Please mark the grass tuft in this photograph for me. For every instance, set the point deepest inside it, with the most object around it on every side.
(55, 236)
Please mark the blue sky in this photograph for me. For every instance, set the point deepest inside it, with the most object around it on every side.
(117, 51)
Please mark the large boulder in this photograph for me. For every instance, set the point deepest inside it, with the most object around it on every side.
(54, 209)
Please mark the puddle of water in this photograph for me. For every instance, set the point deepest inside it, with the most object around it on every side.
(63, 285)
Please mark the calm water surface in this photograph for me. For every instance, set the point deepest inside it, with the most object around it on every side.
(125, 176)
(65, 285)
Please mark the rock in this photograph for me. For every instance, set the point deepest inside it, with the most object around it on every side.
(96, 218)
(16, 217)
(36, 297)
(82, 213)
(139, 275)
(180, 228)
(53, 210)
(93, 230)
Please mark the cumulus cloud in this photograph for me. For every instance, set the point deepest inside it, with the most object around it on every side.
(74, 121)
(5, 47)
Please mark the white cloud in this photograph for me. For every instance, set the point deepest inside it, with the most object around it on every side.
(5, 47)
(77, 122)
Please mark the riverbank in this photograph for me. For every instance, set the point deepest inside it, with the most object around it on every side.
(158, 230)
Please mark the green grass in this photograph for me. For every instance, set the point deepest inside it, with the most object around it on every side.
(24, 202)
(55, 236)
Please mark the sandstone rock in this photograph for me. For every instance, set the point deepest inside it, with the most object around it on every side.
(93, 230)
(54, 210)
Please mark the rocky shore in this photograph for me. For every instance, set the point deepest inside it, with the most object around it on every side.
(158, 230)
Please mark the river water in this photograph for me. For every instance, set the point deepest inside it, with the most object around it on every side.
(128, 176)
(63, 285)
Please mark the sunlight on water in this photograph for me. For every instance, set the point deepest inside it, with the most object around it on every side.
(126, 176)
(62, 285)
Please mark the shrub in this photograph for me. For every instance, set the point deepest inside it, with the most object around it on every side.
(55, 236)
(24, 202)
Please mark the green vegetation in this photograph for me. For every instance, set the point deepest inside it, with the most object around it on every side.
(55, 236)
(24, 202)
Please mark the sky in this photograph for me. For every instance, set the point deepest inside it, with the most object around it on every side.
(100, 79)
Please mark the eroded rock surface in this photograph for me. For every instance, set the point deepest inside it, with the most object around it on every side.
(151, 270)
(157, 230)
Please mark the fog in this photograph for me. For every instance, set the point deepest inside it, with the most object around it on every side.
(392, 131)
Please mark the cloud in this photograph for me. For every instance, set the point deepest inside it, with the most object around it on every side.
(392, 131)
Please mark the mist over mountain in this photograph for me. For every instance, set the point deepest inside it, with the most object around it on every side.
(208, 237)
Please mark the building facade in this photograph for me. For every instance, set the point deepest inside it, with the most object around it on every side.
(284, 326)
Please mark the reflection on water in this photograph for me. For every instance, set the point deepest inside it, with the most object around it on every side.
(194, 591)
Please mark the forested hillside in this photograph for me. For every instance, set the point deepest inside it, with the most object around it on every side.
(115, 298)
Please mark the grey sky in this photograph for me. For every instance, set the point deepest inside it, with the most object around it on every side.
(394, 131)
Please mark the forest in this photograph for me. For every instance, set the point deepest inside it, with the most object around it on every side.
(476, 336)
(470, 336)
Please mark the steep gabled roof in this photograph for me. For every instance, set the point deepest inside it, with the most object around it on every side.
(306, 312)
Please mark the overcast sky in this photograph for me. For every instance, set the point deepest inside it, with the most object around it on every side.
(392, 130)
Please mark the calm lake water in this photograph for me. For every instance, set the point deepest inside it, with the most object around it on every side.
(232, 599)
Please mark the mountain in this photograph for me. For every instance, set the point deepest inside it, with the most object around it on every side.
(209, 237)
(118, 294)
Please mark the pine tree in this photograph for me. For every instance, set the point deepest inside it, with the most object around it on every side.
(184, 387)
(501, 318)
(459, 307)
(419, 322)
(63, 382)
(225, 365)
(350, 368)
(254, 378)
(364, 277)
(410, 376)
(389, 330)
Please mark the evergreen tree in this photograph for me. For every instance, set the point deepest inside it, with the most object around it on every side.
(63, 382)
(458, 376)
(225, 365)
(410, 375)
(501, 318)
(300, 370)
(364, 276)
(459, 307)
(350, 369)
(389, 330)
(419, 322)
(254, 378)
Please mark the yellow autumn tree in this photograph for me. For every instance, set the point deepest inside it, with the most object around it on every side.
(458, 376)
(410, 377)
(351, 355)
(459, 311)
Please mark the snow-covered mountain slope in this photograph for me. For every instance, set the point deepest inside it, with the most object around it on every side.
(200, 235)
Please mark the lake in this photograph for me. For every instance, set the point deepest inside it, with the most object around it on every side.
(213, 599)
——
# Goal of the exercise
Reproduce the preceding entries exactly and completely.

# Output below
Please mark the grass tuft in this photograph for me. For every instance, set the point deepest inside it, with the most object around it on every side.
(55, 236)
Please mark the blue sky in this photograph for me. For every instance, set the point deepest inside it, with the most object around it on every side.
(117, 51)
Please mark the large boulder in this photograph for me. For every instance, set the point deepest inside it, with the most object around it on every side.
(54, 209)
Please mark the puddle of water in this photograph for me. For every instance, set the point deepest inside it, with the most object around it on every side.
(63, 285)
Please mark the calm water surface in this photograph for me. For every instance, set the point deepest inside it, with the most object around it on every side.
(125, 176)
(65, 285)
Please mark the rock in this photograph for me. For every instance, set the point deepest inside it, with the most object around it on every side.
(96, 218)
(16, 217)
(36, 297)
(82, 213)
(139, 275)
(180, 228)
(53, 210)
(93, 230)
Please mark the cumulus cloud in this photograph for me. For every instance, set the point deepest inside it, with the most object around it on every side.
(74, 121)
(5, 47)
Please mark the white cloud in this photograph for me. For every instance, set the point deepest inside it, with the most object around it on every side.
(5, 47)
(77, 122)
Please mark the riverbank in this photograph for me. For every instance, set the point deepest inside it, with the most object around it on every side.
(158, 230)
Please mark the green grass in this photograph for me. For every instance, set the point deepest inside it, with the most object around it on every side.
(24, 202)
(55, 236)
Please mark the sandstone rock in this photograph for me. For every instance, set the point deepest inside it, with the most object around it on every side.
(93, 230)
(54, 210)
Please mark the rocky shore in this photograph for me. For every instance, set the point deepest inside it, with the most object around it on every side.
(158, 230)
Please mark the river water in this photograph for me. For every instance, set the point deepest inside it, with the most object around it on every side.
(128, 176)
(63, 285)
Please mark the sunlight on water in this photograph for me. For every instance, set the point deepest inside it, with the most object around it on every side.
(126, 176)
(62, 285)
Please mark the shrub in this photograph for me. For every instance, set the point deepest inside it, with the most object around it on every side.
(55, 236)
(24, 202)
Please mark the green vegetation in this photograph for me. For every instance, set the point deepest inside it, with the most object around it on every side.
(55, 236)
(24, 202)
Please mark the sky in this photograph for me. For every instance, set the point deepest inside it, with the most object around it on every side.
(100, 79)
Please mark the eroded rock surface in this photograph for me. For every instance, set the point deepest inside it, with the most object around it on every side.
(151, 270)
(157, 230)
Please mark the fog in this photograph for me. For every instance, set the point deepest inside it, with the most object around it on every side.
(392, 131)
Please mark the cloud in this photograph for me. For every instance, set the point deepest inside it, with the most object around it on every side.
(392, 131)
Please mark the mist over mountain in this photograph for me. For every instance, set the point deepest inside it, with the most object around it on every side.
(208, 237)
Please mark the building facade in this photograph for me. For every instance, set the point deepest inside it, with the most object around it on every side.
(284, 326)
Please mark the reflection on water in this photograph for me. For every instance, set the point deepest inside it, with the most object around it on every side.
(194, 591)
Please mark the forested hillside in this photograph for me. For every instance, set the point deepest inside it, with the most object around it on every side.
(115, 298)
Please mark the grey sky in this photograph for me. For every instance, set the point deepest inside it, with the most object around it on every side.
(394, 131)
Please mark the forest in this photograph for me. For every instance, set the point deepest inside it, with the most object around it on every side.
(476, 336)
(470, 336)
Please mark the steep gabled roof in this photograph for me. For every instance, set the point deepest inside it, with the most object around it on every side.
(306, 312)
Please mark the overcast sky in this photograph for me. For every instance, set the point deepest inside it, with the most object around it on every side.
(392, 130)
Please mark the calm lake water in this photograph for me. For every instance, set the point deepest inside it, with the most object around it on every side.
(232, 599)
Please mark the mountain in this photograph for me. For every instance, set the point deepest inside it, with the most object around it on every side.
(209, 237)
(118, 294)
Please mark the pine tree in this photograph for me. For every instance, set the point deepest inside it, with the most object around it on every side.
(184, 387)
(501, 318)
(459, 307)
(419, 322)
(63, 382)
(225, 365)
(350, 368)
(254, 378)
(364, 277)
(410, 376)
(389, 330)
Please mark the evergreen tree in this photograph for me. For every instance, set the point deepest inside it, with the most object around it on every side.
(63, 382)
(458, 376)
(225, 365)
(410, 375)
(501, 318)
(300, 370)
(364, 276)
(459, 307)
(350, 369)
(389, 330)
(419, 322)
(254, 378)
Please mark the yellow autumn tree in this photograph for me. For every instance, set the point deepest inside it, with the most object around it on every side.
(458, 376)
(410, 377)
(351, 355)
(459, 311)
Please mark the snow-covered mountain slope in this photograph for me. For every instance, set the point deepest inside it, with the most object around it on every side.
(200, 235)
Please mark the lake in this photograph for me. For every instance, set the point deepest inside it, with the most object around it on every side.
(213, 599)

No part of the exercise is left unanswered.